DATA FOR ANALYSIS below:

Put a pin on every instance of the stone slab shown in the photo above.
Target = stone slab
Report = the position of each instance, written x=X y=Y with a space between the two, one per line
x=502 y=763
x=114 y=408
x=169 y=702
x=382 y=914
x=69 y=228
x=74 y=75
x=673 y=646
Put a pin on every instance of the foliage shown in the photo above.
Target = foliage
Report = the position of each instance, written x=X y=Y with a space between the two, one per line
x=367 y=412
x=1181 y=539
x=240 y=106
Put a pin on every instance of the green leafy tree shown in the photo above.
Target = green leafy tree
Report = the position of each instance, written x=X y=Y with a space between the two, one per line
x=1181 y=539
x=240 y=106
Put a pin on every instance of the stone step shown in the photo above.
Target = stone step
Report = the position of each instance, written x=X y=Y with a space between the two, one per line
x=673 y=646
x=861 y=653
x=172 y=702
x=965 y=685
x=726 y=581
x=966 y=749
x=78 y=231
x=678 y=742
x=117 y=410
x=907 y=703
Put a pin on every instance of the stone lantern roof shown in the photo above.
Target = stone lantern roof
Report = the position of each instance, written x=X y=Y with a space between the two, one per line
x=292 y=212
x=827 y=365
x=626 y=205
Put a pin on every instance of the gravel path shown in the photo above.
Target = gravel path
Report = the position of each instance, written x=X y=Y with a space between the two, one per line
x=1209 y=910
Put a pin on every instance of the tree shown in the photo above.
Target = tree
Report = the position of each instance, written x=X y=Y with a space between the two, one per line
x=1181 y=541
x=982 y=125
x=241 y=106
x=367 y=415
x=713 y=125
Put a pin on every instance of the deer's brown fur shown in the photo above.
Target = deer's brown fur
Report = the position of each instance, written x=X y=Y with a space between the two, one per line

End of DATA FOR ANALYSIS.

**WHAT THIS TASK INVOLVES:**
Line by line, retype all of the records exactly.

**RESPONSE AREA:**
Put a pin on every instance of the stone slab shown in the photo above.
Target = stone slab
Report = the position of each instance, written x=X y=Y with a space between the two, one per line
x=502 y=763
x=114 y=408
x=169 y=702
x=382 y=914
x=69 y=228
x=74 y=75
x=673 y=646
Put a pin on every instance of the foliage shown in the photo above.
Target = foliage
Report = the position of each instance, written x=X y=Y with a space between the two, one per line
x=367 y=412
x=1181 y=539
x=240 y=106
Put a pin on every instance of the green leafy tree shown in the photo above.
Target = green leafy tree
Report = the position of each instance, written x=X y=Y with a space between the two, one per line
x=1181 y=539
x=240 y=106
Put a pin on every instance of the stone step shown in the photo above.
Target = stone step
Report = the position of each instance, written x=X y=Y with a space between the two, one per line
x=673 y=646
x=861 y=653
x=172 y=702
x=965 y=685
x=726 y=581
x=966 y=749
x=78 y=231
x=678 y=742
x=117 y=410
x=907 y=703
Put a pin on every instance of the stone lantern roof shown in the photo above.
Target = stone lantern roof
Report = the position of each instance, written x=X y=Y with a space between the two, one per line
x=292 y=212
x=827 y=365
x=626 y=205
Put a pin on every instance of the gravel path shown in the photo above.
Target = gravel path
Report = the position of each instance, written x=X y=Y with a space between the two, one per line
x=1209 y=910
Put a pin on every instance of the tree shown in the photo above.
Target = tree
Report = the position of each instance, written x=X y=Y with a space between the two, one per line
x=1181 y=541
x=982 y=125
x=241 y=106
x=367 y=415
x=713 y=125
Put a pin on every instance of the deer's brown fur shown in the photo above.
Target = deer's brown fur
Report = the position of each instance, written x=X y=Y with a space between the two, one per line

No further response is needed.